# ÉNONCÉ DU PROBLÈME 1
Répondez aux questions suivantes sur l'arrêt de la Cour de cassation du 9 octobre 2024 :
(a) Quelle juridiction a rendu la décision attaquée par le pourvoi, et à quelle date ?
(b) Combien de moyens de cassation la demanderesse invoque-t-elle ?
(c) Qui occupait la fonction d'avocat général lors des débats ?
# ÉNONCÉ DU PROBLÈME 2
Poursuivez, s'il vous plaît, l'arrêt de la Cour de cassation du 9 octobre 2024 à partir de sa dernière phrase.

# EXTRAIT CITÉ

################

La jurisprudence francophone des Cours suprêmes


recherche avancée

09/10/2024 | FRANCE | N°52400992

France | France, Cour de cassation, Chambre sociale, 09 octobre 2024, 52400992


LA COUR DE CASSATION, CHAMBRE SOCIALE, a rendu l'arrêt suivant :


SOC.


JL10






COUR DE CASSATION
______________________




Audience publique du 9 octobre 2024








Cassation partielle
sans renvoi




Mme MARIETTE, conseiller doyen
faisant fonction de président






Arrêt n° 992 F-D


Pourvoi n° C 22-20.054










R É P U B L I Q U E F R A N Ç A I S E


_________________________
>
AU NOM DU PEUPLE FRANÇAIS
_________________________




ARRÊT DE LA COUR DE CASSATION, CHAMBRE SOCIALE, DU 9 OCTOBRE 2024


La société Arcade nettoyage, société anonyme, dont le siège est [Adresse 2], a formé le pourvoi n° C 22-20....

LA COUR DE CASSATION, CHAMBRE SOCIALE, a rendu l'arrêt suivant :

SOC.

JL10

COUR DE CASSATION
______________________

Audience publique du 9 octobre 2024

Cassation partielle
sans renvoi

Mme MARIETTE, conseiller doyen
faisant fonction de président

Arrêt n° 992 F-D

Pourvoi n° C 22-20.054

R É P U B L I Q U E F R A N Ç A I S E

_________________________

AU NOM DU PEUPLE FRANÇAIS
_________________________

ARRÊT DE LA COUR DE CASSATION, CHAMBRE SOCIALE, DU 9 OCTOBRE 2024

La société Arcade nettoyage, société anonyme, dont le siège est [Adresse 2], a formé le pourvoi n° C 22-20.054 contre l'arrêt rendu le 9 juin 2022 par la cour d'appel de Versailles (21e chambre), dans le litige l'opposant à Mme [S] [D], épouse [E] [F], domiciliée [Adresse 1], défenderesse à la cassation.

La demanderesse invoque, à l'appui de son pourvoi, deux moyens de cassation.

Le dossier a été communiqué au procureur général.

Sur le rapport de M. Carillon, conseiller référendaire, les observations de la SCP Richard, avocat de la société Arcade nettoyage, après débats en l'audience publique du 10 septembre 2024 où étaient présents Mme Mariette, conseiller doyen faisant fonction de président, M. Carillon, conseiller référendaire rapporteur, M. Pietton, conseiller, Mme Grivel, avocat général, et Mme Dumont, greffier de chambre,

la chambre sociale de la Cour de cassation, composée des président et conseillers précités, après en avoir délibéré conformément à la loi, a rendu le présent arrêt.

################

# JEU DE DONNÉES
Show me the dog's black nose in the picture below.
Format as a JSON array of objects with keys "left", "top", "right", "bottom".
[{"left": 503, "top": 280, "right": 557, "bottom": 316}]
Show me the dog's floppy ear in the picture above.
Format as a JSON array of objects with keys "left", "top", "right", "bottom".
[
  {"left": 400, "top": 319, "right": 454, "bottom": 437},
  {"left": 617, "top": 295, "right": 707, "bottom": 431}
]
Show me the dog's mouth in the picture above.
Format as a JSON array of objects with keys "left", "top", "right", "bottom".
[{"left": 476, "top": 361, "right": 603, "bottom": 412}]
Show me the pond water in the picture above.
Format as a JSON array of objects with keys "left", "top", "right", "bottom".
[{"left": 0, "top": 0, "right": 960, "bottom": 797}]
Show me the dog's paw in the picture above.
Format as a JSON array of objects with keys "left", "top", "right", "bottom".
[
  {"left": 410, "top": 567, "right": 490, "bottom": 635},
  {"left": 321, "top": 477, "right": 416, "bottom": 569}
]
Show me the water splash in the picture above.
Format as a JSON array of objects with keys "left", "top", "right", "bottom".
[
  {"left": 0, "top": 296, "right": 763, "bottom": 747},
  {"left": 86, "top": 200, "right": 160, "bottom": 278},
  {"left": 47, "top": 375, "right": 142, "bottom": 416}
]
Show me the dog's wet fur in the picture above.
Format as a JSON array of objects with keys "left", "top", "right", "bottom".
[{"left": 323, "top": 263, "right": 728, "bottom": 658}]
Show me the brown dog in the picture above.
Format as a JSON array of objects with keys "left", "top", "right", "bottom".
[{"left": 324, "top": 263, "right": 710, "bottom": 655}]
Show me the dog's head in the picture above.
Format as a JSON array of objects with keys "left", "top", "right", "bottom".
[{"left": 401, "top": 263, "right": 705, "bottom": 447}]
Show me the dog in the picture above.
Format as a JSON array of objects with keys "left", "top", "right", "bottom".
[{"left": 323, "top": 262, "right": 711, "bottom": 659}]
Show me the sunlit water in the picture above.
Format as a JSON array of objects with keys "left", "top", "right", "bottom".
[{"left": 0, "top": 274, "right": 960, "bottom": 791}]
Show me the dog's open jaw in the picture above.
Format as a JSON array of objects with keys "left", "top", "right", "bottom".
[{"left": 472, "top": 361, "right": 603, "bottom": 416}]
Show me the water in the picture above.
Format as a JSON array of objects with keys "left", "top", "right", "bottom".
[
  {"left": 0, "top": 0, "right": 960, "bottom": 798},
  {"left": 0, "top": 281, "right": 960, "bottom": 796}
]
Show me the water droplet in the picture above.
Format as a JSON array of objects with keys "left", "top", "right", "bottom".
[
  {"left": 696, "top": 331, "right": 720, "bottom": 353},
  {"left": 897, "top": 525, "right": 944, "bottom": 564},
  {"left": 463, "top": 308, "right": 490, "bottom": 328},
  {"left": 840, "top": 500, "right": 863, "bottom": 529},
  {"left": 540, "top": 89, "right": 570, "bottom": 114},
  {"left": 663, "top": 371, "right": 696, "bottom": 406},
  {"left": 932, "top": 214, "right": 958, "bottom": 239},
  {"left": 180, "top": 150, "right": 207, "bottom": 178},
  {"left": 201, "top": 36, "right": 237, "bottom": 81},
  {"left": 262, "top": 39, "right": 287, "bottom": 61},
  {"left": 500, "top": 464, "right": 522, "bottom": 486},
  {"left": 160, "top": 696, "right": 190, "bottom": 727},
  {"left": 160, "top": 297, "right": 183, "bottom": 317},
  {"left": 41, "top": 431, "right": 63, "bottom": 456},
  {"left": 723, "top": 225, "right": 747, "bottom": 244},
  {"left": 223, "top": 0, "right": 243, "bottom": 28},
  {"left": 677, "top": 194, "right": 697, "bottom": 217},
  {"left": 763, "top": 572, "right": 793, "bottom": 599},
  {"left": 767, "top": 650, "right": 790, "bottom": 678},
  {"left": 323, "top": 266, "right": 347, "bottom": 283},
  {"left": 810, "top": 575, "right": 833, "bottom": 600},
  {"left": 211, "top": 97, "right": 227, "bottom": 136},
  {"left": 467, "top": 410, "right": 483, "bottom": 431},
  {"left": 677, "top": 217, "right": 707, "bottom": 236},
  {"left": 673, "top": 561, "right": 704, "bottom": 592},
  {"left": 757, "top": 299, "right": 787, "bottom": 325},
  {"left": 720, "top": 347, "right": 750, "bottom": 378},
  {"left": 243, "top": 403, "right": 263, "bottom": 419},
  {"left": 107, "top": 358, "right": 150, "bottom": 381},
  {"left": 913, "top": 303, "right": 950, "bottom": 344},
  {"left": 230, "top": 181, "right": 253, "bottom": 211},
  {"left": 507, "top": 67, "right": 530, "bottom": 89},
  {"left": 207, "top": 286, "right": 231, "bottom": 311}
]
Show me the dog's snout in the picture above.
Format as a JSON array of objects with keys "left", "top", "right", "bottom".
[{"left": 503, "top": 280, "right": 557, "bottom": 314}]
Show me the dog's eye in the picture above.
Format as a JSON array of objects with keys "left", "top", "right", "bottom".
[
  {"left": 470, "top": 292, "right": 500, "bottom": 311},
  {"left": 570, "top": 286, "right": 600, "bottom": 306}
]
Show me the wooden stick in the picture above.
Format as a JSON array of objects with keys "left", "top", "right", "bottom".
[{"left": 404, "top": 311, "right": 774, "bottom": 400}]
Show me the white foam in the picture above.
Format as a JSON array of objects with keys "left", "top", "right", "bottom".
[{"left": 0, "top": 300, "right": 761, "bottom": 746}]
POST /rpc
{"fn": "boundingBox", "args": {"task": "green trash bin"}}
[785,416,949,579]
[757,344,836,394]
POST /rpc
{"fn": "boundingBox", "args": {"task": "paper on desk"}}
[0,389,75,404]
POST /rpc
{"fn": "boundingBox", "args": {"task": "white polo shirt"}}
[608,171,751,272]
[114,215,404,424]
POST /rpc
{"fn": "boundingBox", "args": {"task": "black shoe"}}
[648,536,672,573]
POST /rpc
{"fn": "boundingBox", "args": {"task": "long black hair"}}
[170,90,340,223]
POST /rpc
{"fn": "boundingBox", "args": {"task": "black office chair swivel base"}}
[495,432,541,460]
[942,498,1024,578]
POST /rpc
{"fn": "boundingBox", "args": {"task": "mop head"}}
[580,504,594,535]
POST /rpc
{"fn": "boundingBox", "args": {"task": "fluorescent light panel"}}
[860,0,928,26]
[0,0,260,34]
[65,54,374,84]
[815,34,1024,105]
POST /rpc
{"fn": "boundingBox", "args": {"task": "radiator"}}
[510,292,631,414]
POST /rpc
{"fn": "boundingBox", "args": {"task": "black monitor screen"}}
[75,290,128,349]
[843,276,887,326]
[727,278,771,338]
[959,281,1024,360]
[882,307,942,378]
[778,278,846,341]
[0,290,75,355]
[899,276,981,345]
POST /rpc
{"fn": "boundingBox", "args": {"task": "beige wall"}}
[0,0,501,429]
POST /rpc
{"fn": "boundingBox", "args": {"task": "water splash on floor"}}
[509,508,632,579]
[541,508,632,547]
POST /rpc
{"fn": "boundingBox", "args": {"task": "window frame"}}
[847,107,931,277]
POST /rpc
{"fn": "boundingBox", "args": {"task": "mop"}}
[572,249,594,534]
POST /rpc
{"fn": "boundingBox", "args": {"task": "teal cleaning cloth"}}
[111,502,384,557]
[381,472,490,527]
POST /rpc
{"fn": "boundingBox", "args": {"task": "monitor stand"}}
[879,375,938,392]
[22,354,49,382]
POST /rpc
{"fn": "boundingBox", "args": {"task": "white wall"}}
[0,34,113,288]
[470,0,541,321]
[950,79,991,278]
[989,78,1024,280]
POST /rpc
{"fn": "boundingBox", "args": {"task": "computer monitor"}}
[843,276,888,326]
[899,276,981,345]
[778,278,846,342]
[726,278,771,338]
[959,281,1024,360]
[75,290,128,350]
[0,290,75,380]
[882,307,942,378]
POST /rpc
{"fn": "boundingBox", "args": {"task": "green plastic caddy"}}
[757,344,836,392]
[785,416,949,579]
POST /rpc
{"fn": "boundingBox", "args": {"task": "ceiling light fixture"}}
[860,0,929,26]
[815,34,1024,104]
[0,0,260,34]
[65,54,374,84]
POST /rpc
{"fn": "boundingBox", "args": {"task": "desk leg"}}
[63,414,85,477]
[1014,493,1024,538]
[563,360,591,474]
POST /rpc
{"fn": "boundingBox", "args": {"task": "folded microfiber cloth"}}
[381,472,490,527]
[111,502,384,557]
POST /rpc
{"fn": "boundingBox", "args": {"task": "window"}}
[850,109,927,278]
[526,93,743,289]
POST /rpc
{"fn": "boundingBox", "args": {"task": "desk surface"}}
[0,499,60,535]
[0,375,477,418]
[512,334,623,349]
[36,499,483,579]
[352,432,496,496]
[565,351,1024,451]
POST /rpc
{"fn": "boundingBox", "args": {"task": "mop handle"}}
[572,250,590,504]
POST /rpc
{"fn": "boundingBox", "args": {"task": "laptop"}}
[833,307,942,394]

################

# RÉPONSE ATTENDUE 1
(a) La cour d'appel de Versailles (21e chambre), le 9 juin 2022.
(b) Deux moyens de cassation.
(c) Mme Grivel.

# RÉPONSE ATTENDUE 2
Faits et procédure

1. Selon l'arrêt attaqué (Versailles, 9 juin 2022), Mme [E] [F] a été engagée en qualité de chef d'équipe le 8 juillet 2011 par la société Aspirotechnique, aux droits de laquelle vient la société Arcade nettoyage (la société) dont elle était la filiale.

2. Convoquée le 22 février 2017 à un entretien préalable à une éventuelle sanction disciplinaire, la salariée a fait l'objet le 5 avril 2017 d'une mutation disciplinaire sur un autre site. La salariée ayant contesté les manquements invoqués et refusé sa nouvelle affectation, la société a maintenu la mutation disciplinaire par lettre du 20 avril 2017.

3. Convoquée le 2 mai 2017 à un entretien préalable à un éventuel licenciement, fixé au 12 mai suivant, avec mise à pied conservatoire, elle a été licenciée le 6 juin 2017 pour faute grave.

4. La salariée a saisi la juridiction prud'homale en annulation de la mutation disciplinaire, pour contester son licenciement et obtenir paiement de diverses sommes de nature salariale et indemnitaire.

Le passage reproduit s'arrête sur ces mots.